Written task >> Gather each line in the entries below that contains the word "girl", and copy every such line in full.

### Record excerpts ###

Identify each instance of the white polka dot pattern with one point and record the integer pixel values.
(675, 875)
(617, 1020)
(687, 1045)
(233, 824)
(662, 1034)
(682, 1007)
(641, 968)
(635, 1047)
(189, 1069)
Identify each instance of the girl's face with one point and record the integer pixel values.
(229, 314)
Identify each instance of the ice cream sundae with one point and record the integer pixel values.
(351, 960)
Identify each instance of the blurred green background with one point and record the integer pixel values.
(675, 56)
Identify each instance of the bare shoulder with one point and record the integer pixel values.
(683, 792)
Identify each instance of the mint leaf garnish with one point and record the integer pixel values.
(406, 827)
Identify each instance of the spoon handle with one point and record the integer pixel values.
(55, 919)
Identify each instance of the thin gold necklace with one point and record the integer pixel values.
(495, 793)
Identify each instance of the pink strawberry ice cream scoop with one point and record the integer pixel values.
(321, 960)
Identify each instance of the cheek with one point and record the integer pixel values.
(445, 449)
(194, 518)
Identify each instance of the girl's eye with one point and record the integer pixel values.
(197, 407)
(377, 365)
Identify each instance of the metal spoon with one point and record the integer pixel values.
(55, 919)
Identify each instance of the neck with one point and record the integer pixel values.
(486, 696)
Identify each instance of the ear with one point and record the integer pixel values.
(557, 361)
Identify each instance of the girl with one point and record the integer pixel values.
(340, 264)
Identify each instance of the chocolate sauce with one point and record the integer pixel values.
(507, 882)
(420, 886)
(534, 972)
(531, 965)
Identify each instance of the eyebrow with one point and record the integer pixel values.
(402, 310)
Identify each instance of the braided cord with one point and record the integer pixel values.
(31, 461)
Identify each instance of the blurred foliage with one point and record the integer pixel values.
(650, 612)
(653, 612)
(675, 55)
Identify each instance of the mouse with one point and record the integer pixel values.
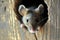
(32, 14)
(33, 18)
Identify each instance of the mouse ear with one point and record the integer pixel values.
(22, 10)
(40, 9)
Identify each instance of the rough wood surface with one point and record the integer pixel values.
(10, 26)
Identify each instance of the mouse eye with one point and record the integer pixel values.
(37, 20)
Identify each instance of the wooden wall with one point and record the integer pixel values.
(10, 26)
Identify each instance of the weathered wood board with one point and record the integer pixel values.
(10, 26)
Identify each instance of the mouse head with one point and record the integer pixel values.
(31, 17)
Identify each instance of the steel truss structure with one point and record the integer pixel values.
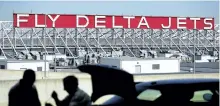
(64, 40)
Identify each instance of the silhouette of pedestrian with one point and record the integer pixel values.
(76, 96)
(24, 93)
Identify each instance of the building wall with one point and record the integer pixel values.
(110, 62)
(27, 65)
(165, 66)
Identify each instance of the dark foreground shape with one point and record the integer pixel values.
(176, 92)
(24, 93)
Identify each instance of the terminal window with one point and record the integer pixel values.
(2, 66)
(39, 68)
(156, 66)
(137, 68)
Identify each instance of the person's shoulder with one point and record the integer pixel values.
(81, 94)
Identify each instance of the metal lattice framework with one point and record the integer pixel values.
(63, 40)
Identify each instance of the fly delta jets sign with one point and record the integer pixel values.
(108, 21)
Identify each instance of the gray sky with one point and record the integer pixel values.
(153, 8)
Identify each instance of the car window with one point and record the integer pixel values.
(149, 95)
(198, 95)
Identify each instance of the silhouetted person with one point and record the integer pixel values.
(24, 93)
(76, 96)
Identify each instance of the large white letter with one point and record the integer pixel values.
(113, 23)
(53, 20)
(36, 22)
(208, 23)
(129, 20)
(180, 23)
(169, 25)
(145, 22)
(98, 21)
(195, 19)
(21, 20)
(77, 21)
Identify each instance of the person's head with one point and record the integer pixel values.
(28, 77)
(70, 84)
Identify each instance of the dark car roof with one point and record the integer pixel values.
(142, 85)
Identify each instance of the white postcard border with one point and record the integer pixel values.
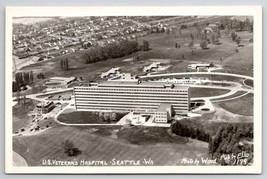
(255, 11)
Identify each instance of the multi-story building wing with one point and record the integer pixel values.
(136, 96)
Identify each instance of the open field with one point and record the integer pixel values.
(85, 117)
(208, 124)
(162, 47)
(242, 106)
(20, 117)
(211, 77)
(148, 135)
(94, 147)
(249, 82)
(206, 92)
(238, 93)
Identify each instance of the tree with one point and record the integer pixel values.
(107, 117)
(213, 38)
(203, 44)
(113, 116)
(69, 148)
(191, 36)
(238, 40)
(31, 76)
(18, 96)
(233, 35)
(191, 44)
(145, 45)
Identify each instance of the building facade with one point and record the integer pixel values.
(136, 96)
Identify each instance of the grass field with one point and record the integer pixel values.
(249, 82)
(48, 145)
(85, 117)
(211, 77)
(206, 92)
(149, 135)
(162, 47)
(238, 93)
(20, 117)
(242, 106)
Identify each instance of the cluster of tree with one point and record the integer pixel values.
(21, 80)
(112, 50)
(238, 25)
(41, 76)
(145, 46)
(185, 130)
(110, 116)
(64, 64)
(235, 38)
(230, 139)
(20, 99)
(70, 149)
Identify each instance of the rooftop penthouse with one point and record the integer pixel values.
(132, 96)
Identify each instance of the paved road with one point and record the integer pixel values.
(199, 73)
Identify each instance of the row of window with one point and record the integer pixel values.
(128, 105)
(107, 94)
(130, 89)
(132, 101)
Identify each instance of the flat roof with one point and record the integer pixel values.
(62, 78)
(135, 84)
(162, 107)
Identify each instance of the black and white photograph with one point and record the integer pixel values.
(133, 89)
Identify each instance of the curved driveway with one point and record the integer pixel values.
(200, 73)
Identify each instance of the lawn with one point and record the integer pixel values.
(238, 93)
(85, 117)
(242, 106)
(149, 135)
(249, 82)
(206, 92)
(210, 77)
(20, 117)
(48, 145)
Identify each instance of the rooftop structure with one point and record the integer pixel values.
(135, 96)
(62, 79)
(110, 72)
(45, 107)
(151, 66)
(125, 77)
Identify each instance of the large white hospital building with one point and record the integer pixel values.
(133, 96)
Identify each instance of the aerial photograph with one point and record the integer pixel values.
(132, 91)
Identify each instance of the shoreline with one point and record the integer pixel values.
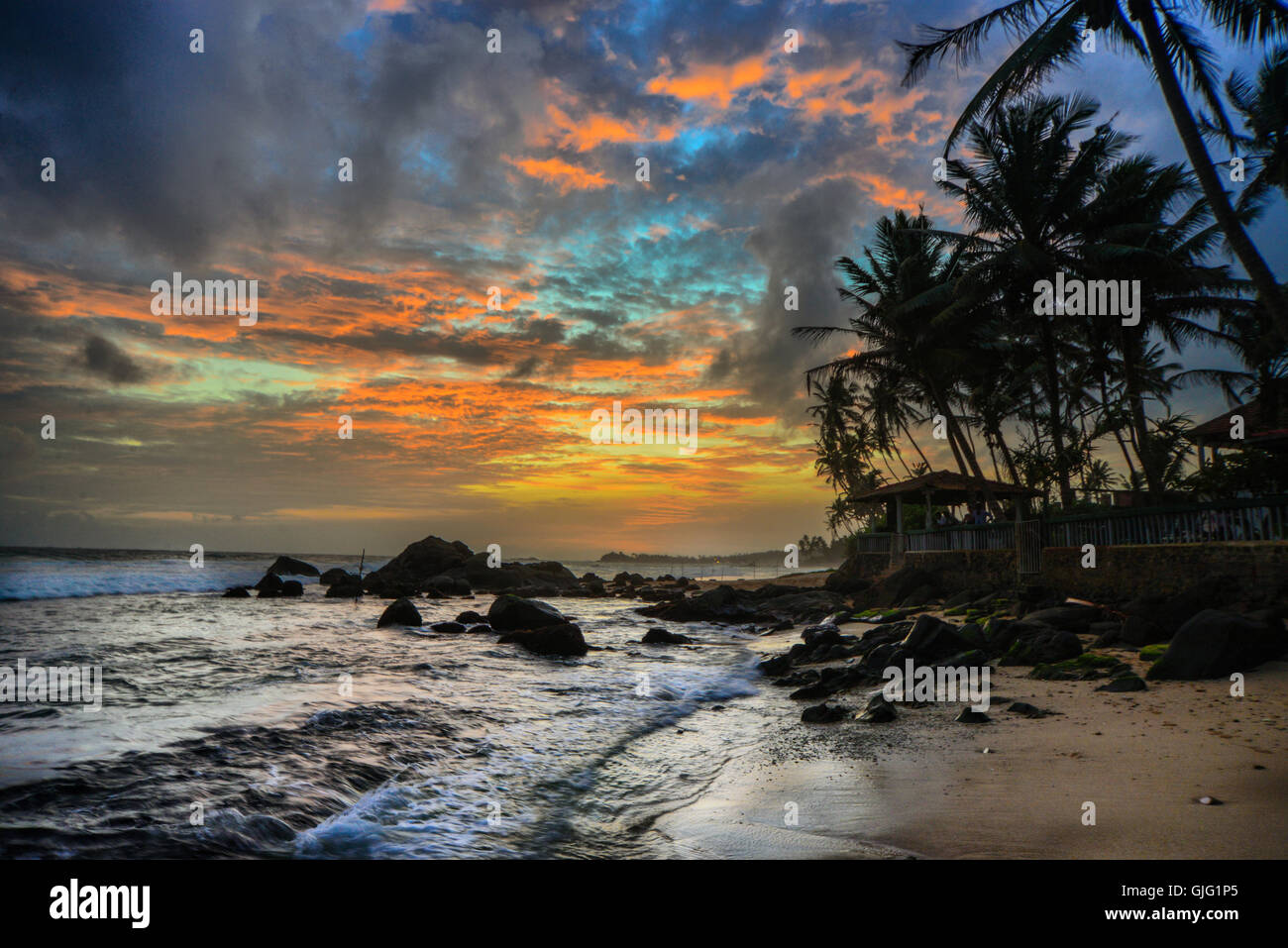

###

Correct result >>
Identify each instance of the girl's face with one point and record the integer pixel values.
Identify each instance of the girl's eye with one point and record the integer pixel values.
Identify each instance of the girl with one point and record the integer pixel values.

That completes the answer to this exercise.